• _Outline entries for images_

[Begin]

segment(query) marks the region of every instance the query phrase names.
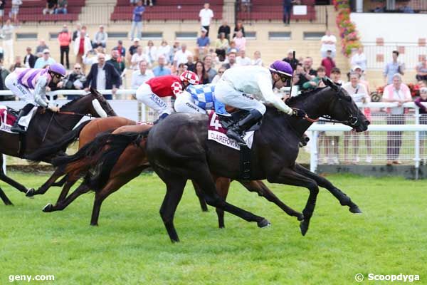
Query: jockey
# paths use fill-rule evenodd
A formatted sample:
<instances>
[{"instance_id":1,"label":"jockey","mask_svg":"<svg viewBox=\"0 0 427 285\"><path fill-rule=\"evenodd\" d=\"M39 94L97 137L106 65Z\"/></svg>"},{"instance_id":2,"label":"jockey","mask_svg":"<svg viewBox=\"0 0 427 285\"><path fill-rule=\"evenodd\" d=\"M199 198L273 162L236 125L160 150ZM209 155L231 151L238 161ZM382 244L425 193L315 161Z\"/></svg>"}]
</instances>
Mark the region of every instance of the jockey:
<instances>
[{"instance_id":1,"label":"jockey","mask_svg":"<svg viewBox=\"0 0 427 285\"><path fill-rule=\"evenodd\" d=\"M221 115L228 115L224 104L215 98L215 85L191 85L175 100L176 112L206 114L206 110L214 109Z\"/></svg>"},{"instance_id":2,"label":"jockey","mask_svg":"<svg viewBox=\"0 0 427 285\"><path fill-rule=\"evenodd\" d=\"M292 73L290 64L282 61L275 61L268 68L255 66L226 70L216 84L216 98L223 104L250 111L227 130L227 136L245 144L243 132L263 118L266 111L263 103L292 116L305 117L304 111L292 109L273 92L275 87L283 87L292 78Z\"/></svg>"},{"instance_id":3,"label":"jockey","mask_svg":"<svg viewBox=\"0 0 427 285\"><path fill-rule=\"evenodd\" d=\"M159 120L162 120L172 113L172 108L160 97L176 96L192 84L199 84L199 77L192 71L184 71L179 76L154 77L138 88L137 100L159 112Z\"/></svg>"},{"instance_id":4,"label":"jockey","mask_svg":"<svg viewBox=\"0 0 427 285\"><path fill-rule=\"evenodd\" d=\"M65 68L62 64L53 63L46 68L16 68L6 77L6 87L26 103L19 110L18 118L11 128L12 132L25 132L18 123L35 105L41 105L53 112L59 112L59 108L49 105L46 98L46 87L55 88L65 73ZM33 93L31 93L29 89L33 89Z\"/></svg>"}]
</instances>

[End]

• _WORK TO DO_
Reproduce every one of the rows above with "sample" replaced by "illustration" and nothing else altered. Omit the pictures from your answer.

• _EXPECTED OUTPUT_
segment(query) marks the region of every instance the query phrase names.
Query: jockey
# paths use fill-rule evenodd
A formatted illustration:
<instances>
[{"instance_id":1,"label":"jockey","mask_svg":"<svg viewBox=\"0 0 427 285\"><path fill-rule=\"evenodd\" d=\"M39 94L97 137L106 65Z\"/></svg>"},{"instance_id":2,"label":"jockey","mask_svg":"<svg viewBox=\"0 0 427 285\"><path fill-rule=\"evenodd\" d=\"M199 198L273 162L236 125L160 150ZM209 155L231 151L238 161ZM382 244L425 193L315 161Z\"/></svg>"}]
</instances>
Mark the region of every instance of the jockey:
<instances>
[{"instance_id":1,"label":"jockey","mask_svg":"<svg viewBox=\"0 0 427 285\"><path fill-rule=\"evenodd\" d=\"M221 115L228 115L224 104L215 98L215 85L191 85L175 100L176 112L206 114L206 110L214 109Z\"/></svg>"},{"instance_id":2,"label":"jockey","mask_svg":"<svg viewBox=\"0 0 427 285\"><path fill-rule=\"evenodd\" d=\"M292 73L290 64L282 61L275 61L268 68L255 66L226 70L216 84L216 98L223 104L250 111L227 130L227 136L245 144L243 132L263 118L266 111L263 103L292 116L305 117L304 111L292 109L273 92L275 87L283 87L292 78Z\"/></svg>"},{"instance_id":3,"label":"jockey","mask_svg":"<svg viewBox=\"0 0 427 285\"><path fill-rule=\"evenodd\" d=\"M159 120L162 120L172 113L172 108L160 97L176 96L192 84L199 84L199 77L192 71L184 71L179 76L154 77L138 88L137 100L159 112Z\"/></svg>"},{"instance_id":4,"label":"jockey","mask_svg":"<svg viewBox=\"0 0 427 285\"><path fill-rule=\"evenodd\" d=\"M65 68L62 64L53 63L46 68L16 68L6 77L6 87L26 103L19 110L18 118L11 128L12 132L25 132L18 123L35 105L41 105L53 112L59 112L59 108L49 105L46 98L46 87L55 88L65 73ZM33 93L31 93L29 89L33 89Z\"/></svg>"}]
</instances>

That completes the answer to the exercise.